▶ [Given instruction]
Rewrite the rows below, swapping "blue tail" for "green tail" and leaving everything else unchanged.

■ ■ ■ ■ ■

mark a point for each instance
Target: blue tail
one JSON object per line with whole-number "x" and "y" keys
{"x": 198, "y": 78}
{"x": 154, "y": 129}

■ ■ ■ ■ ■

▶ [Full response]
mark a point for each instance
Target: green tail
one JSON object per line with whole-number "x" and "y" keys
{"x": 198, "y": 78}
{"x": 154, "y": 129}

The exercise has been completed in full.